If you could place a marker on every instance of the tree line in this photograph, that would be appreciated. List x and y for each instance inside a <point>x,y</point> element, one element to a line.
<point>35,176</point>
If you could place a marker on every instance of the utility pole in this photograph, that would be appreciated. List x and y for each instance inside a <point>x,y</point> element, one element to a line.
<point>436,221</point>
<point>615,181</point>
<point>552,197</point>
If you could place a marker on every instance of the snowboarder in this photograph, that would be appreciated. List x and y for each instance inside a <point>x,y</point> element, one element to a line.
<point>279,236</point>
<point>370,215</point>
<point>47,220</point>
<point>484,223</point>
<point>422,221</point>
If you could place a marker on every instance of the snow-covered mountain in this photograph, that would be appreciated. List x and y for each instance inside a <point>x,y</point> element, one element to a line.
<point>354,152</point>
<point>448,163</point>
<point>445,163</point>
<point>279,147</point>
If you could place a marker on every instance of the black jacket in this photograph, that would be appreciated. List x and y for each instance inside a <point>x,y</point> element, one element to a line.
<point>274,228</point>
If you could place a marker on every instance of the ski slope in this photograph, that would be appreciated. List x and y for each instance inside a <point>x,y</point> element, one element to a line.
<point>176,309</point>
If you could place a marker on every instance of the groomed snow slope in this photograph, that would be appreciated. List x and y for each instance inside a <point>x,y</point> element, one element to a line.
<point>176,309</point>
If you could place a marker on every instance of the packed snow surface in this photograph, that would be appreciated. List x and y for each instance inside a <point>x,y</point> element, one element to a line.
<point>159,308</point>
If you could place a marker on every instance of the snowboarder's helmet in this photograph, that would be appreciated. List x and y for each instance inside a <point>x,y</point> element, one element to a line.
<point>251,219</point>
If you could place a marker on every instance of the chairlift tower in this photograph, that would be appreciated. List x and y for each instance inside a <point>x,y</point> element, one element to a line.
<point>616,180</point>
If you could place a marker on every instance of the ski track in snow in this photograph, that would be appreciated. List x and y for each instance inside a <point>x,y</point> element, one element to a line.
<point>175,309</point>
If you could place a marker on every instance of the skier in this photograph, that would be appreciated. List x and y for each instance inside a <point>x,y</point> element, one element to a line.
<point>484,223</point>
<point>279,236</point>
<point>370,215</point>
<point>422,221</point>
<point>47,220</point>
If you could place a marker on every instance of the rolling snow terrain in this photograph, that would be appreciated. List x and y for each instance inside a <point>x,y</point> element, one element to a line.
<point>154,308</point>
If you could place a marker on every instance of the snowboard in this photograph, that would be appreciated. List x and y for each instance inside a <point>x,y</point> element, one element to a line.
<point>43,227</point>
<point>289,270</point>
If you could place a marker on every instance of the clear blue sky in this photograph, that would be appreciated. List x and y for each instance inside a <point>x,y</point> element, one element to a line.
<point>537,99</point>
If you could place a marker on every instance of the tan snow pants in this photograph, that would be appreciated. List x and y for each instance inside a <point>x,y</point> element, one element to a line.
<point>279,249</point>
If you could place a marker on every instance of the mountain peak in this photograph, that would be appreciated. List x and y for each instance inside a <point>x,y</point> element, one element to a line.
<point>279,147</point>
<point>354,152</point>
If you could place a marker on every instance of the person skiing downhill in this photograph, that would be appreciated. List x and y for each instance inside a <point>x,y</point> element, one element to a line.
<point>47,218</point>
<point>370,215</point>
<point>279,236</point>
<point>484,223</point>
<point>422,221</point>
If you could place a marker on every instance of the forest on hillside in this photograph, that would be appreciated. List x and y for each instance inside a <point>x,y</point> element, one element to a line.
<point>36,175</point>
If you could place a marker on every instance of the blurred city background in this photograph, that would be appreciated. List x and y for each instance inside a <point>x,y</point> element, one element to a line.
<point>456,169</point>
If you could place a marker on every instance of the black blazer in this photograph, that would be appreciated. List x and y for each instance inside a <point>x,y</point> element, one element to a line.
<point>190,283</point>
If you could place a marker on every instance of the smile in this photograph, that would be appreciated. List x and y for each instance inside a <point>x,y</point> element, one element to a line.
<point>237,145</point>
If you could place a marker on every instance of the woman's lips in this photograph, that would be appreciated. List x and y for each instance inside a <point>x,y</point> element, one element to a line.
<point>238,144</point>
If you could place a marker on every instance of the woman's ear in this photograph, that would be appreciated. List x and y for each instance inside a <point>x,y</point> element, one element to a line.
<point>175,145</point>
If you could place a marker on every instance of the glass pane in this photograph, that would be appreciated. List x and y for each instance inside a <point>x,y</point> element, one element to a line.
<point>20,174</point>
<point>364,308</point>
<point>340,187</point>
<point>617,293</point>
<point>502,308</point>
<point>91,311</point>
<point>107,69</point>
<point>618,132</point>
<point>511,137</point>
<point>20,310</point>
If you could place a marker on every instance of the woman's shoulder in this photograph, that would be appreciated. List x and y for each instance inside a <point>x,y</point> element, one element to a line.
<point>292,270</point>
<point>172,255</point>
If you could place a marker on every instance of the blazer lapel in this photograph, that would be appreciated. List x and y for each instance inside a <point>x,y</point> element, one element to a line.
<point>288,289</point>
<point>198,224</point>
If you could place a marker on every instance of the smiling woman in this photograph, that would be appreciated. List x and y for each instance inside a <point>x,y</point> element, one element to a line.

▶ What is asked
Copy out every one of the records above word for word, leaving each line unchanged.

▶ Solution to the problem
If you could place a marker on every instance of the tree line in this photograph, that would be appreciated. List x and y for each instance inside a <point>x,y</point> element, one element to a line.
<point>35,176</point>
If you could place a marker on every instance of the utility pole in this photograph, that would be appreciated. List x and y for each instance inside a <point>x,y</point> element, one element to a line.
<point>436,221</point>
<point>615,181</point>
<point>552,197</point>
If you could place a marker on every instance of the snowboarder in this photograph, that would be appreciated. List x and y for each instance inside a <point>x,y</point> element, one element to a line.
<point>279,236</point>
<point>370,215</point>
<point>47,220</point>
<point>484,223</point>
<point>422,221</point>
If you could place a marker on every instance of the snow-covered mountain in this photograph, that would be appreciated. List x and y for each instance inside a <point>x,y</point> element, one element to a line.
<point>354,152</point>
<point>448,163</point>
<point>445,163</point>
<point>279,147</point>
If you could place a marker on every instance of the black jacket in this photograph, that would be appreciated. List x and y for each instance inside a <point>x,y</point> element, one element to a line.
<point>274,228</point>
If you could place a marker on every instance of the ski slope in this photograph, that would be appreciated. List x and y for each instance inside a <point>x,y</point> element, one element to a line.
<point>176,309</point>
If you could place a marker on every instance of the groomed snow slope in this photograph, that would be appreciated. List x and y for each instance inside a <point>x,y</point> element, one element to a line.
<point>176,309</point>
If you could place a marker on every instance of the packed snow surface in this photograph, that would be appreciated. List x and y for each instance inside a <point>x,y</point> element, one element to a line.
<point>159,308</point>
If you could place a marker on every instance of the snowboarder's helmet in this photograph, that would be appreciated. List x and y for each instance inside a <point>x,y</point> element, one element to a line.
<point>251,219</point>
If you could place a marker on every instance of the chairlift tower in this photograph, that would be appreciated. List x and y for each instance inside a <point>x,y</point> element, one element to a line.
<point>616,180</point>
If you could place a marker on every instance of the ski track in snow in this photograph, that would be appreciated. List x and y for each instance inside a <point>x,y</point> element, one element to a line.
<point>175,309</point>
If you could place a marker on every instance of the skier in this photograph, that would be appreciated. List x and y for each instance inside a <point>x,y</point> element, one element to a line.
<point>484,223</point>
<point>279,236</point>
<point>370,215</point>
<point>422,221</point>
<point>47,220</point>
If you could place a marker on every instance of the rolling snow terrain in this photograph, that would be appreciated. List x and y for each instance inside a <point>x,y</point> element, one element to a line.
<point>154,308</point>
If you could place a marker on every instance of the snowboard in this photograph, that would be appreciated. List x and y for each instance inside a <point>x,y</point> element, one element to a line.
<point>43,227</point>
<point>289,270</point>
If you could place a marker on every instance of the clear blue sky in this photograph, that would be appreciated. List x and y for each instance inside a <point>x,y</point> element, one element to a line.
<point>537,99</point>
If you could place a marker on every instance of the tan snow pants in this photograph, that would be appreciated. List x and y for each instance inside a <point>x,y</point> element, one element to a line.
<point>279,249</point>
If you could place a marker on every instance of the mountain peak in this photograph, that would be appreciated. List x and y for each instance inside a <point>x,y</point> element, one element to a line.
<point>279,147</point>
<point>354,152</point>
If you could place a marker on every instance of the person skiing downhill in this photograph, that would be appreciated. List x and y for each instance inside a <point>x,y</point> element, one element to a line.
<point>47,218</point>
<point>370,215</point>
<point>279,236</point>
<point>484,223</point>
<point>422,221</point>
If you could place a marker on every instance of the forest on hillside in this photograph, that would be appreciated. List x and y for each instance inside a <point>x,y</point> element, one element to a line.
<point>36,175</point>
If you could place a marker on every instance of the blurred city background in this photograph, that would be appreciated. List x and y for each instance inside a <point>x,y</point> element, one element to a line.
<point>456,169</point>
If you could place a marker on every instance of the black blazer in this photograph, that would be appreciated. List x and y for each instance inside a <point>x,y</point> element, one element to a line.
<point>190,283</point>
If you could place a marker on every instance of the smile in this photograph, that would be appreciated. List x and y for each instance inside a <point>x,y</point> element, one element to a line.
<point>237,145</point>
If you could place a marker on every instance of the woman's lips in this photograph, that would be appreciated. List x and y for each instance inside a <point>x,y</point> element, one element to a line.
<point>238,144</point>
If you could place a marker on every instance of the woman's ear in this photograph, that would be appreciated. List x and y for each instance inside a <point>x,y</point> element, one element to a line.
<point>175,145</point>
If you could place a marker on every instance of the glass pane in this photograph, that would be appreciated. List x and y for each instance inside a <point>x,y</point> element, one element to a line.
<point>20,174</point>
<point>364,308</point>
<point>340,187</point>
<point>617,293</point>
<point>502,308</point>
<point>91,311</point>
<point>107,69</point>
<point>618,132</point>
<point>511,137</point>
<point>20,310</point>
If you could place a marker on every instance of the woman's shoulder in this photograph, that would be appreciated. List x and y for each instance inside a <point>x,y</point> element, one element to a line.
<point>292,270</point>
<point>172,255</point>
If you could place a marker on every instance of the blazer lapel in this photograph, that would be appreciated. List x and y for each instance inside a <point>x,y</point> element, one element to a line.
<point>288,289</point>
<point>198,224</point>
If you could place a marker on every instance of the smiling woman in this photograph, that would be appreciated. List x and y for each instance inside a <point>x,y</point> element, one element to a line.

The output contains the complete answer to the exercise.